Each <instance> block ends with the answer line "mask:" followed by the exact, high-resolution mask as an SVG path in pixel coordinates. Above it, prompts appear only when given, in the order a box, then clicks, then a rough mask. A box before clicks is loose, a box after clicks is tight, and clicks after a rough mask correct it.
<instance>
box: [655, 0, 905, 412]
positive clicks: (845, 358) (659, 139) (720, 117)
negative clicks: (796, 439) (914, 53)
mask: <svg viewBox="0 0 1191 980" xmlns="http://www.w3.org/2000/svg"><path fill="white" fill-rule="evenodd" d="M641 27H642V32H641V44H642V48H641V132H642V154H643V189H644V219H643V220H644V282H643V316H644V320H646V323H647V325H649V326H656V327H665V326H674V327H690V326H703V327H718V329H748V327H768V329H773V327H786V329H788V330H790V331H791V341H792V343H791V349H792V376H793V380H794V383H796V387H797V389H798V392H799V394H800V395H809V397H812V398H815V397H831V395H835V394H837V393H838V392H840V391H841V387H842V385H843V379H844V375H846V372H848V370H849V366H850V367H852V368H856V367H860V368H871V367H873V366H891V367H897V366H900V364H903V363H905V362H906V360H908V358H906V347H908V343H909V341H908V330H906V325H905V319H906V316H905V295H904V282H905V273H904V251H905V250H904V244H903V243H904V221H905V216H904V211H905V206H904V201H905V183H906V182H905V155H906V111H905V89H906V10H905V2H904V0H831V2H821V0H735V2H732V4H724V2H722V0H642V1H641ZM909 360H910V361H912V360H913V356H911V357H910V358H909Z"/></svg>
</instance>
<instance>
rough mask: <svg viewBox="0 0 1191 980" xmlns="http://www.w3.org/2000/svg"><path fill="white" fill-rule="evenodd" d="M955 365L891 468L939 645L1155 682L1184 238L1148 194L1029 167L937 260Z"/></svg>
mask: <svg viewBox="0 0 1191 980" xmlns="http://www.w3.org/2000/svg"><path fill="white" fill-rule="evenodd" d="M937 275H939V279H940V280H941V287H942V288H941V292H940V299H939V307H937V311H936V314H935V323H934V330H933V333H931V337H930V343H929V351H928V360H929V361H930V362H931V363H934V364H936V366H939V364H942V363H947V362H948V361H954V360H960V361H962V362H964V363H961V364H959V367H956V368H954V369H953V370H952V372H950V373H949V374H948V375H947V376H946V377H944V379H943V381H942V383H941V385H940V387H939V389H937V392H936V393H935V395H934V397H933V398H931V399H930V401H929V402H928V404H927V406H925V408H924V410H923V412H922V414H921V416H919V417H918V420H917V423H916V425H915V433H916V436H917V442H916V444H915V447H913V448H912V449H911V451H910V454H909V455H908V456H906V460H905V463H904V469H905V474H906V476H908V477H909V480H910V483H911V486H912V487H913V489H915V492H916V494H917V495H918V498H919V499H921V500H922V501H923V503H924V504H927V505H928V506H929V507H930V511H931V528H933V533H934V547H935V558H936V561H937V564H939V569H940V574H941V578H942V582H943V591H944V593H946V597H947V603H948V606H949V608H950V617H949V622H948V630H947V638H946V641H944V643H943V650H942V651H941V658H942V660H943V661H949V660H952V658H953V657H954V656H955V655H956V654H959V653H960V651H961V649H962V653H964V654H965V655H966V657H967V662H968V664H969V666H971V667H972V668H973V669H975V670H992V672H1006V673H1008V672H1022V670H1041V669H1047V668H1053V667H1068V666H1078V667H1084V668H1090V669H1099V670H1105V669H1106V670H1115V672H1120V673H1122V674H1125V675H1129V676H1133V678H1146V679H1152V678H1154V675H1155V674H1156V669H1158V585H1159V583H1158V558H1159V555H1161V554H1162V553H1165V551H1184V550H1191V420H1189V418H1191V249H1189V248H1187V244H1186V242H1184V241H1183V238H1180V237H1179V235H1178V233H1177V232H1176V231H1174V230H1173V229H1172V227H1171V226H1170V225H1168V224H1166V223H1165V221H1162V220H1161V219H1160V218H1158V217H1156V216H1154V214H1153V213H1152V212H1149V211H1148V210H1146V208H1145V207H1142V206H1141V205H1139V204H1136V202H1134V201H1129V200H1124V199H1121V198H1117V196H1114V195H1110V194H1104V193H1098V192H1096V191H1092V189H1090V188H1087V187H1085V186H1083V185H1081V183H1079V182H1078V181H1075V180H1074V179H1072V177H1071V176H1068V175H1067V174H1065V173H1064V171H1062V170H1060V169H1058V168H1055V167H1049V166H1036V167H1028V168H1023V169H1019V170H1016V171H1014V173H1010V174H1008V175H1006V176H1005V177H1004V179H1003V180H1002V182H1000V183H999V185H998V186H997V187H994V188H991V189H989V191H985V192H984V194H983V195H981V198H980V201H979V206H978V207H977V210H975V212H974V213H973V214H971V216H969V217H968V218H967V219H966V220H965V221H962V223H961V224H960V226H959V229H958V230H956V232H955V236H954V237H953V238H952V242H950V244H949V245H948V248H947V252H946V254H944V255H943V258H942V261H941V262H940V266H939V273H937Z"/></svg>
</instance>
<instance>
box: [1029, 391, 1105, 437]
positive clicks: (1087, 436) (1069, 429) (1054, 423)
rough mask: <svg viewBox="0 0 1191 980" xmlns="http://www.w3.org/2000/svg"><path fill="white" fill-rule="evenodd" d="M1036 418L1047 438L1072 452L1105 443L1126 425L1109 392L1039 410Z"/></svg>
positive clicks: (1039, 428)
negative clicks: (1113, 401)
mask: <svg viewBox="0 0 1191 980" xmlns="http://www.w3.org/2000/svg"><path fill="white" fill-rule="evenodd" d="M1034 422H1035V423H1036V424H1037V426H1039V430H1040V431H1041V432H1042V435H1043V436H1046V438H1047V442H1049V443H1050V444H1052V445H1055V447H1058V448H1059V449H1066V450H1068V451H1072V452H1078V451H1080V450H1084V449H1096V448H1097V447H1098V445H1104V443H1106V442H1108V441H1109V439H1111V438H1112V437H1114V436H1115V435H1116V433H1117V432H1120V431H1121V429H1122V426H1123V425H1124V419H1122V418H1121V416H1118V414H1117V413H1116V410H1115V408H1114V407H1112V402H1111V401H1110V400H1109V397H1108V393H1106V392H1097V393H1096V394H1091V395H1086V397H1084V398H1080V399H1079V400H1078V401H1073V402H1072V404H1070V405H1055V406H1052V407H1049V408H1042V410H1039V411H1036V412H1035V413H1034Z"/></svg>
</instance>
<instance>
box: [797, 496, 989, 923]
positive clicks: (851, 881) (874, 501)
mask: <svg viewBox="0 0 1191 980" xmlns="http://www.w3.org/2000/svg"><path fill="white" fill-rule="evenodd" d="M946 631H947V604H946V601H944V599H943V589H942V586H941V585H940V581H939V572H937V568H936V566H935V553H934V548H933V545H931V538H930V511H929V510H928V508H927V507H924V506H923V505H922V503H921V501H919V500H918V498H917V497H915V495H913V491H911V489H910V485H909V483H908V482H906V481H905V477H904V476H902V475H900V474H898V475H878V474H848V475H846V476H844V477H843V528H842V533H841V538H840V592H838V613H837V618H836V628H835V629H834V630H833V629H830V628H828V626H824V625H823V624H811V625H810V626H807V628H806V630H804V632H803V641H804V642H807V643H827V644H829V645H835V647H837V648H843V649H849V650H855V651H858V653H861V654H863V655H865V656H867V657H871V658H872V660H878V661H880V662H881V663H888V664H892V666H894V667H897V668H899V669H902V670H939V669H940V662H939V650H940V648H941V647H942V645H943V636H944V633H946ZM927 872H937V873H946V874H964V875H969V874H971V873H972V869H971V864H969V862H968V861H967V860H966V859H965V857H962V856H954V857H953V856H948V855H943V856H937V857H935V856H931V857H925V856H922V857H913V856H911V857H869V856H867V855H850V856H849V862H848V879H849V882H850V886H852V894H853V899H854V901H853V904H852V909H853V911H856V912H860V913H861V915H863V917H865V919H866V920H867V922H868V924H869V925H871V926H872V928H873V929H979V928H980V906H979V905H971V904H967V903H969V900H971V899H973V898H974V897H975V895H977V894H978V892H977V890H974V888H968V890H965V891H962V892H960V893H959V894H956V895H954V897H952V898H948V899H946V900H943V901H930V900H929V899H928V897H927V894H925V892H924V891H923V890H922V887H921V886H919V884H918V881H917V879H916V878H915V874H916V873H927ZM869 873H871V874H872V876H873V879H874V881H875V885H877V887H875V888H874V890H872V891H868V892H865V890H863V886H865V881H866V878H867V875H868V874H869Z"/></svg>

________________________

PROBLEM TO SOLVE:
Copy out each line of the data that contains the string "positive". Treat uppercase and lowercase letters as distinct when matching.

REPLY TO THE TASK:
positive clicks: (845, 358) (659, 139) (720, 117)
positive clicks: (1087, 436) (1069, 429) (1054, 423)
positive clicks: (1039, 428)
positive clicks: (851, 881) (874, 501)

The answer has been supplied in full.